══ SUPPLIED RECORDS
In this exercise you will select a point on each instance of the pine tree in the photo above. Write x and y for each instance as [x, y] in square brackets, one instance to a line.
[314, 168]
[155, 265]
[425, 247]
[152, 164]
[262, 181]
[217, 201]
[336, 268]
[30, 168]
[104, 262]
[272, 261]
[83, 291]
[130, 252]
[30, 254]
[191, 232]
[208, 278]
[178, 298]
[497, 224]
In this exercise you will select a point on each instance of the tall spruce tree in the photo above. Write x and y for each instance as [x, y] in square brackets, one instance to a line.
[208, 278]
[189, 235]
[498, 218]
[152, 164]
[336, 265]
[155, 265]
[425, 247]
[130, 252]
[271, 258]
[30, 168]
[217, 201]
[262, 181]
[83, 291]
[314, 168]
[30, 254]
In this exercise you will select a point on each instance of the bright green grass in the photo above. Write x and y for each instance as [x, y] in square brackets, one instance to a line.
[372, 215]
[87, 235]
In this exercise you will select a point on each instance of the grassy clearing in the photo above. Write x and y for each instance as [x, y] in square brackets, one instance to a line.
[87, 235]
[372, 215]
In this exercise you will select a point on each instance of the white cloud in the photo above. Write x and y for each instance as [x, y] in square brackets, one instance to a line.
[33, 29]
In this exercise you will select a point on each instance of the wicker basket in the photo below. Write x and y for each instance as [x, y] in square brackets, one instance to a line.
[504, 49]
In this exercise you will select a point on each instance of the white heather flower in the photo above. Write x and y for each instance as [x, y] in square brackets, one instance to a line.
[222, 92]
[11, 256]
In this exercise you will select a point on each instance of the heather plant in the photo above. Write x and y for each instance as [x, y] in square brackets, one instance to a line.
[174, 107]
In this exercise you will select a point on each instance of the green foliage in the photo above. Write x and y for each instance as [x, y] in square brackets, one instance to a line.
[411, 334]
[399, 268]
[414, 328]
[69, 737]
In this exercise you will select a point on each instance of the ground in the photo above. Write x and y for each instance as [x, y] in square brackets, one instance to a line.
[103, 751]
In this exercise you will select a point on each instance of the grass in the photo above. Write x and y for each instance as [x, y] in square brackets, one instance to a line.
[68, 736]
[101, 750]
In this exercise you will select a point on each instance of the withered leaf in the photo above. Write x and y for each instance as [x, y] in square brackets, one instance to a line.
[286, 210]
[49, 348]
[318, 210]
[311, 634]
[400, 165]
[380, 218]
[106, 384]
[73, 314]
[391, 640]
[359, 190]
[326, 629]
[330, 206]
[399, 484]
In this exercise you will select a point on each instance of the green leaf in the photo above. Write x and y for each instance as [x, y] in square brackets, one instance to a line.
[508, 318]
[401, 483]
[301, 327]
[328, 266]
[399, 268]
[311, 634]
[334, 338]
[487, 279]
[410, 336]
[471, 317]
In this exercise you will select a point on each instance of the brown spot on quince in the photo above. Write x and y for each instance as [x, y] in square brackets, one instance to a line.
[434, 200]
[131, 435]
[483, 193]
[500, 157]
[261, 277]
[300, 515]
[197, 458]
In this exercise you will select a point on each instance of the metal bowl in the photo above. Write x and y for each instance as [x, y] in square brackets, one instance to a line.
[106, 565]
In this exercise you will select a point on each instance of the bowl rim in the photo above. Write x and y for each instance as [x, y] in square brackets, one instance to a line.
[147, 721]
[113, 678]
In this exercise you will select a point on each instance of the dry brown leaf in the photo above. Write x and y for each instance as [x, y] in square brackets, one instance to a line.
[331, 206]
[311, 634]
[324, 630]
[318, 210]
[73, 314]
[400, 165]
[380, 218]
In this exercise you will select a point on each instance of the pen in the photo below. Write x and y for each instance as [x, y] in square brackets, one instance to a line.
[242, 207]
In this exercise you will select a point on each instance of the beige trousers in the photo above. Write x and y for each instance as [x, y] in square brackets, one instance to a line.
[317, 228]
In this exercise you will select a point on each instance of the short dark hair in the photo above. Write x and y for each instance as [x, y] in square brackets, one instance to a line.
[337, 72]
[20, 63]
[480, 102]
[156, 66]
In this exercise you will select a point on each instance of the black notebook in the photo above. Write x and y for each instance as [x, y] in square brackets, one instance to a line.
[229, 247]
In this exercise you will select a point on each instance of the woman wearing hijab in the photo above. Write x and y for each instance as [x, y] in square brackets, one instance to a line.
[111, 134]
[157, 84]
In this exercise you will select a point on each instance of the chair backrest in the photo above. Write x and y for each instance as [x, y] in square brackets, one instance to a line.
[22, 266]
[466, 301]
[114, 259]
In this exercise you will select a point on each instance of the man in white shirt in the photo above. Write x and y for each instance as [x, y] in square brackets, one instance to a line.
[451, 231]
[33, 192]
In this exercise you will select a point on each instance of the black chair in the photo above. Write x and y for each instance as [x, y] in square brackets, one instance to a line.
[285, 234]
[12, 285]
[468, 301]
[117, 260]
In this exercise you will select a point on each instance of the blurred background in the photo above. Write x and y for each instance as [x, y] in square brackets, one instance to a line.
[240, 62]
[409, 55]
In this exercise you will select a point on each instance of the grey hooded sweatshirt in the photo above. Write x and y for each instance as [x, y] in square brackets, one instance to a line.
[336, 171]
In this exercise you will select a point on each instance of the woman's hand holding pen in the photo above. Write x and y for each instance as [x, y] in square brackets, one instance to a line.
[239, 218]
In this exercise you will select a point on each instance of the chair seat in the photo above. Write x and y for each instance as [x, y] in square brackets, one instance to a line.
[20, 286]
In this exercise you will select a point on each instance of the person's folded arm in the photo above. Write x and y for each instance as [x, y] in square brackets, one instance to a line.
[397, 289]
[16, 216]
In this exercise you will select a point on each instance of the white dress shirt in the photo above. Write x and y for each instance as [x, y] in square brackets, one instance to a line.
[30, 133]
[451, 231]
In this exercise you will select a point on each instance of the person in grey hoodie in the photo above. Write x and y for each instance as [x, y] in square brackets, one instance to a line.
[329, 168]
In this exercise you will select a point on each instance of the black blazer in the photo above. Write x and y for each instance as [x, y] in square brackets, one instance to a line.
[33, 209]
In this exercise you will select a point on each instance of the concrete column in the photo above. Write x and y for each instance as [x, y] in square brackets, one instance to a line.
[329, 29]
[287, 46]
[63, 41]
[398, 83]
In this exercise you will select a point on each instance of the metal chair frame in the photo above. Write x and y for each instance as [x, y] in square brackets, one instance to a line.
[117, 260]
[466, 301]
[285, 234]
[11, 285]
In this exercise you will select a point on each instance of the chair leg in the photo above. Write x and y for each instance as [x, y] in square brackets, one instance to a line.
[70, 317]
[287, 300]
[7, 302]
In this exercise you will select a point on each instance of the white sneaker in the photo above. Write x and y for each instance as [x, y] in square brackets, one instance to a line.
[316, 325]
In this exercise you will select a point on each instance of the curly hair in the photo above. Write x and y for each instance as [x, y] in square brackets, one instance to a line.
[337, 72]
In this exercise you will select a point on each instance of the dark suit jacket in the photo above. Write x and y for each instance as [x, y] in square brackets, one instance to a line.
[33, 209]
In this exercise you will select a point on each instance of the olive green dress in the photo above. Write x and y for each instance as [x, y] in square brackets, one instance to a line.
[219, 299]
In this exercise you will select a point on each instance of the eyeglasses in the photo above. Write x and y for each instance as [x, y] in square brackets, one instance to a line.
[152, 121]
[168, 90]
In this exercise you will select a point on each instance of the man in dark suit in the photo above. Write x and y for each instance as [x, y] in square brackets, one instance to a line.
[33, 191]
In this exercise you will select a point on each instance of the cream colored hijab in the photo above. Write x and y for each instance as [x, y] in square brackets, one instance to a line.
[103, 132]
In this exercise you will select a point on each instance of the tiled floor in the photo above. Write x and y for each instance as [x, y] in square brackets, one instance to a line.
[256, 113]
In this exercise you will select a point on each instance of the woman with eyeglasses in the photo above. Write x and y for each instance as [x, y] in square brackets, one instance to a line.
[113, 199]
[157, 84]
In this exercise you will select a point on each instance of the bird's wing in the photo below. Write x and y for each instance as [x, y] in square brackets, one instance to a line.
════
YOUR OBJECTIVE: From the line containing "of the tiled" down to the last line of the data, transcribe every line exactly; nothing else should appear.

FINISHED EXERCISE:
In this exercise you will select a point on each instance of the tiled floor in the photo above. Write x and y for each instance as [x, y] in square brackets, one instance to a line.
[256, 113]
In this exercise you will select a point on each instance of the woman with eyeglasses in the photo above. Write x and y for each instance as [x, y] in square brackets, one instance to a line.
[113, 199]
[157, 84]
In this exercise you will select a point on each instance of the bird's wing in the photo below. Write x and y for each instance as [x, y] in square brackets, one instance to a line.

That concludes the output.